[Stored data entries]
>>>>>

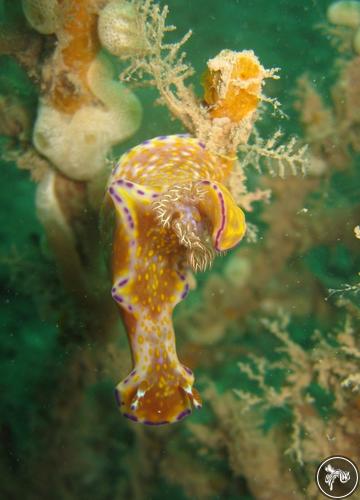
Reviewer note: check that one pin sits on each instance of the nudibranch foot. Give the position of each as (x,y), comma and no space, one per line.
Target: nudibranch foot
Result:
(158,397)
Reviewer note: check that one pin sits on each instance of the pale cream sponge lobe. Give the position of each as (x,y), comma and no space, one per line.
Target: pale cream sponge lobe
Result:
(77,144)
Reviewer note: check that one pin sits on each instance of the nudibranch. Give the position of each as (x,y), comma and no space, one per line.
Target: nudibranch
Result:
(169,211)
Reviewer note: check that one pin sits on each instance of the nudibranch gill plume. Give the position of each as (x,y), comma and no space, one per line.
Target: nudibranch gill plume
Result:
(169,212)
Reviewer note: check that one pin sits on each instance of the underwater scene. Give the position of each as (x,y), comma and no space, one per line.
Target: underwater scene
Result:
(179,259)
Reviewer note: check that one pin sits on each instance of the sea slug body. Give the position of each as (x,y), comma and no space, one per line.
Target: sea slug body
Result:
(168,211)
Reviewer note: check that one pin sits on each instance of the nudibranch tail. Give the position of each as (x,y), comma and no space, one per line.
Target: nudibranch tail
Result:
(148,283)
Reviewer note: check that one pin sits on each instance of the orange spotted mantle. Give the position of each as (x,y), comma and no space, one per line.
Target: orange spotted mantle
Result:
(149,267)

<<<<<

*AIM OF THE TASK*
Leave out the pictures and retype every line above exactly.

*ANSWER TO THIS TASK*
Reviewer note: check that one pin sits on each instance of the nudibranch foot. Give the position of each as (x,y), comma and no space, one per line.
Target: nudibranch foot
Result:
(158,397)
Reviewer note: check that one pin sits on each instance of the pale cream sponge lobe. Give the position of each as (x,y), comma and no space, one per line.
Target: pale cream sponge lobe
Result:
(77,144)
Reviewer note: check that one pin sits on each instance of the nudibranch. Give the position of each as (x,y), comma and no space, one per line.
Target: nudibranch
Result:
(169,211)
Reviewer note: check that one pin sits on each instance of the nudibranch gill plume. Give the position of each as (x,y), comma and no space, one per line.
Target: nudibranch gill plume
Result:
(169,212)
Reviewer note: check that one pin sits on each instance of the underwater scene. Give the position of each as (x,y), comma and no space, one per line.
Target: underwater scene
Result:
(179,259)
Reviewer note: check that one pin sits on each instance of the sea slug body. Give the position of each as (x,y), comma and no space, one per line.
Target: sea slug body
Result:
(168,211)
Reviewer note: check that one pin sits on each instance of the nudibranch tail. Give the position of each as (x,y), comma and no space, one per line.
Target: nudibranch tail
Result:
(148,283)
Reviewer note: check that one pin sits on each instance of the orange spotted mantle. Give the position of each as (x,y), comma and no space, one per line.
Target: orange spotted mantle
Result:
(149,267)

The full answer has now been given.